Task prompt:
Copy the lines below word for word, beginning with the line that contains "Target: black tire" and continuing through the last line.

***** Input *****

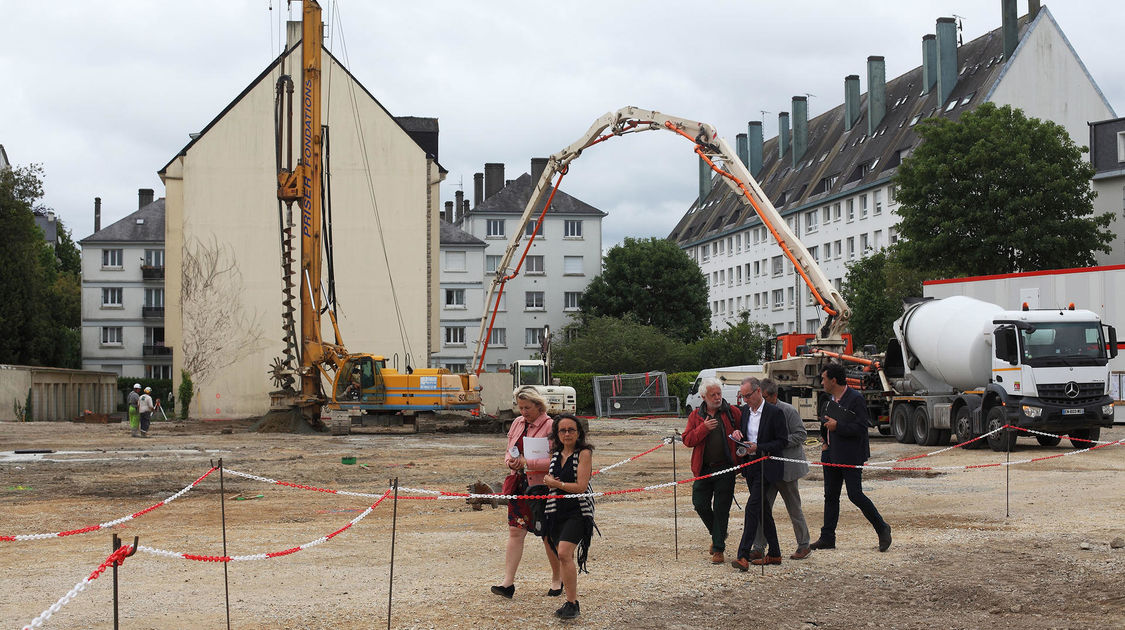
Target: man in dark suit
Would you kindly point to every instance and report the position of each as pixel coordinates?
(765, 430)
(845, 441)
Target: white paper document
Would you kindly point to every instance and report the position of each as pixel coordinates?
(536, 448)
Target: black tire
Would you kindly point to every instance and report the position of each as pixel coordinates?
(900, 424)
(963, 426)
(1004, 441)
(1085, 434)
(1049, 440)
(925, 434)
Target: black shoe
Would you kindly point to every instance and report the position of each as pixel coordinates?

*****

Solution for this task:
Target: black tire
Would you kindly point to every instance and report the position of each as pixel coordinates?
(900, 424)
(963, 426)
(1004, 441)
(1085, 434)
(1049, 440)
(925, 434)
Target: black shoe
Would you kindly point to every instance and report the position of each as pixel coordinates?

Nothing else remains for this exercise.